[TO-DO LIST]:
[a] According to the text on Thailand and the Trans-Pacific Partnership, how many Pacific Rim countries signed the pact?
[b] Reproduce word for word the part of the Trans-Pacific Partnership text that begins at "The researcher lauded" and ends after "0.4% in 2014.".

The government is being urged by some to join the Trans-Pacific Partnership (TPP), which was signed by 12 Pacific Rim countries last Monday.
But it also needs to study and appraise thoroughly the impact and how to remedy areas where Thailand loses, according to the Thailand Development Research Institute (TDRI).
"We think Thailand should join the new trade pact," Duanden Nikomboriraks, the TDRI's research director, said at a seminar on the impact of TPP. "But prior to participation, the government must study deeply and clearly the impact to ensure that Thailand will be less harmed."
Ms Duanden urged responsible authorities to conduct an in-depth study of potential losses from the pact, adding that information available from the study should be empirical.
The researcher lauded the TPP's dedication to market access and good governance principles -- issues that Thailand seems to ignore.
According to Ms Duanden, the pact will trigger a new supply chain climate in which global production in certain industries such as automotive and parts will relocate to TPP members to enjoy rule of origin.
"Thailand's falling exports are not only from soft global demand, but also hidden structural problems," she said. "The absence of TPP membership will curtail Thailand's competitiveness, as the FTAs Thailand has currently signed offer a relatively small market."
According to Ms Duanden, Thailand's exports have continuously and rapidly fallen, putting the country's structural problems in stark relief.
Thai shipments are forecast to contract for a third straight year in 2015, down by about 5%, after falling 0.3% in 2013 and 0.4% in 2014.

[DATA PROVIDED]:

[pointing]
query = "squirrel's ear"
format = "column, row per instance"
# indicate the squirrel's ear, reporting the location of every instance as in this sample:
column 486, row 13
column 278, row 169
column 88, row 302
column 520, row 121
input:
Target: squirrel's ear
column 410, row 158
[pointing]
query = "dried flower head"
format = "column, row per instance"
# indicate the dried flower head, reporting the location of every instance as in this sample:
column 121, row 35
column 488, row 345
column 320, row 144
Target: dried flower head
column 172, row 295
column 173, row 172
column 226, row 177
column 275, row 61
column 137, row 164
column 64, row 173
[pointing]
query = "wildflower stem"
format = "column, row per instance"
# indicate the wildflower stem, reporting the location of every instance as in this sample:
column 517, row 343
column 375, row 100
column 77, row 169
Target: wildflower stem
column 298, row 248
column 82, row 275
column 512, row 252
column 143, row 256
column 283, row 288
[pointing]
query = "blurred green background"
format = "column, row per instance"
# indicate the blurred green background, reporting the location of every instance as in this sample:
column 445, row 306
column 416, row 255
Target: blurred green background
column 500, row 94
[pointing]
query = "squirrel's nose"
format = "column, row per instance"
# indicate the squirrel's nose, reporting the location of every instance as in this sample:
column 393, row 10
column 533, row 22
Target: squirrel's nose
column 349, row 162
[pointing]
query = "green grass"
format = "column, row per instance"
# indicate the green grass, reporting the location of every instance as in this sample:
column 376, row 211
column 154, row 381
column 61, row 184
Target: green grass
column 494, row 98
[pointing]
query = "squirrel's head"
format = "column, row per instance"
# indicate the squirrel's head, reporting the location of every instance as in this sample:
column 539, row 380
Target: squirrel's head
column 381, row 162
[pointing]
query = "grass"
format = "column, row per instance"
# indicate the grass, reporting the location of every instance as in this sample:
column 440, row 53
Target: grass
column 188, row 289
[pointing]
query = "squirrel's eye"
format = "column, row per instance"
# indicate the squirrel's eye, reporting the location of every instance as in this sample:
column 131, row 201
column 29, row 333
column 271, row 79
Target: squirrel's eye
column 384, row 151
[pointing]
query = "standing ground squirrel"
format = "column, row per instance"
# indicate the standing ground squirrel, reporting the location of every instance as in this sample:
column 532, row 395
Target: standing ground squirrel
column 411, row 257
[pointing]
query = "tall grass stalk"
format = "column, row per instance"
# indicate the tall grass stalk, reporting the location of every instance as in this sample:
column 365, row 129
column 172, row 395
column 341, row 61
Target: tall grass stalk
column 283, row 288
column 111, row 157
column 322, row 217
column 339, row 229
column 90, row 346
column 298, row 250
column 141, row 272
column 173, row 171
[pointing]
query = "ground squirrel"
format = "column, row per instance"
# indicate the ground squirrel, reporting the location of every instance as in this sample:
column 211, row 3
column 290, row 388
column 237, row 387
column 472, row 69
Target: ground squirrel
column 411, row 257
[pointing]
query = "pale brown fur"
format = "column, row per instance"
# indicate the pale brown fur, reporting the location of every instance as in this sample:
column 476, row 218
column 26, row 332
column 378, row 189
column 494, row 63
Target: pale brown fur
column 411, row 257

[WORKED ANSWERS]:
[a] Twelve Pacific Rim countries signed it.

[b]
The researcher lauded the TPP's dedication to market access and good governance principles -- issues that Thailand seems to ignore.
According to Ms Duanden, the pact will trigger a new supply chain climate in which global production in certain industries such as automotive and parts will relocate to TPP members to enjoy rule of origin.
"Thailand's falling exports are not only from soft global demand, but also hidden structural problems," she said. "The absence of TPP membership will curtail Thailand's competitiveness, as the FTAs Thailand has currently signed offer a relatively small market."
According to Ms Duanden, Thailand's exports have continuously and rapidly fallen, putting the country's structural problems in stark relief.
Thai shipments are forecast to contract for a third straight year in 2015, down by about 5%, after falling 0.3% in 2013 and 0.4% in 2014.